[prev in list] [next in list] [prev in thread] [next in thread] 

List:       freebsd-hackers
Subject:    Help with determining a system hang
From:       Patrick Mahan <mahan () mahan ! org>
Date:       2010-11-28 16:17:52
Message-ID: 4CF280B0.6000100 () mahan ! org
[Download RAW message or body]

Good day,

I am running a FreeBSD 8.0 kernel with my code in the kernel that does
some deep packet diving.  This is mostly working, but I am having occasional
system hangs.  No response to the console keyboard, stops receiving packets,
etc.

I have enabled INVARIANTS, WITNESS and WATCHDOG.  The watchdog fires (though not
always after the 20 sec wait, sometimes it fires immediately).  I also have
DDB and KDB enabled in the kernel.

What is puzzling me is when the watchdog fires and I get the DDB prompt, the
first thing I do is list all cpus: 'show allpcpus'.  I would expect to see
one of the CPUs having something happening, but most of the time all I see
is that all of the CPU's are idle.  The couple of times this was not true
the CPU showed it was in "em_handle_que" in dev/e1000/if_em.c.  But this code
is pretty straight forward, though I could see if it would block on reading
it's registers.

☆ ☆ ☆ ☆ ☆ ☆ ☆

EXERCISE SET:
a: In the forum post about the system hang, what does the author do first on reaching the DDB prompt?
b: According to the system-hang post, why does the output of 'show allpcpus' puzzle the author?
c: Summarize the system-hang post in two sentences.
Work only from the forum post about the system hang.

INFORMATION SHOWN:
☆ ☆ ☆ ☆ ☆ ☆ ☆

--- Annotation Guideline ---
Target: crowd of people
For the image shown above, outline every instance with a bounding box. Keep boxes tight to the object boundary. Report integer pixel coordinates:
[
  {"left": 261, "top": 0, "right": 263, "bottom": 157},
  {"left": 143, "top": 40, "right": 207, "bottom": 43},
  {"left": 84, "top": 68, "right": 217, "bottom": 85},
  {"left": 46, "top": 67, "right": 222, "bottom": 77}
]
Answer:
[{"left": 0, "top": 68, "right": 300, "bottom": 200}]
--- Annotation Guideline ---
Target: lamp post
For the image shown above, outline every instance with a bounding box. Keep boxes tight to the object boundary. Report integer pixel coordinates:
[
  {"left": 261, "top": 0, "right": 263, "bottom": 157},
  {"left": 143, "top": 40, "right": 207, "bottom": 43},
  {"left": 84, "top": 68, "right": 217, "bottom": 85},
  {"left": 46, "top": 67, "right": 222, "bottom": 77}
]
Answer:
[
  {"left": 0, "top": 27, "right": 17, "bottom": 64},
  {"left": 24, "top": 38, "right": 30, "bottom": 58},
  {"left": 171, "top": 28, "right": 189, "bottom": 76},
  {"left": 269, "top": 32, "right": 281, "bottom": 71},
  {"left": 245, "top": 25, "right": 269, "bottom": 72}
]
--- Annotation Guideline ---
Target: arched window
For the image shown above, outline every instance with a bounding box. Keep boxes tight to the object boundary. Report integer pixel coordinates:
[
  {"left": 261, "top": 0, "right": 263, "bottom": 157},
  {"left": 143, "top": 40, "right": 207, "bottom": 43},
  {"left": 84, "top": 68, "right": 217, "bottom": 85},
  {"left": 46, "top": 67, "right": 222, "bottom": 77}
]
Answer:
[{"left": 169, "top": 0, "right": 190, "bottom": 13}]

☆ ☆ ☆ ☆ ☆ ☆ ☆

EXERCISE SOLUTIONS:
a: The author lists all CPUs with the command 'show allpcpus'.

b: The author expects at least one CPU to show some activity after the watchdog fires. Instead, the output usually shows all of the CPUs as idle.

c: The author runs a FreeBSD 8.0 kernel with custom deep packet inspection code and has occasional system hangs in which the console stops responding and packets are no longer received. With INVARIANTS, WITNESS, WATCHDOG, DDB and KDB enabled, the watchdog fires, but 'show allpcpus' usually shows every CPU idle, and only a couple of times does it show a CPU in "em_handle_que" in dev/e1000/if_em.c.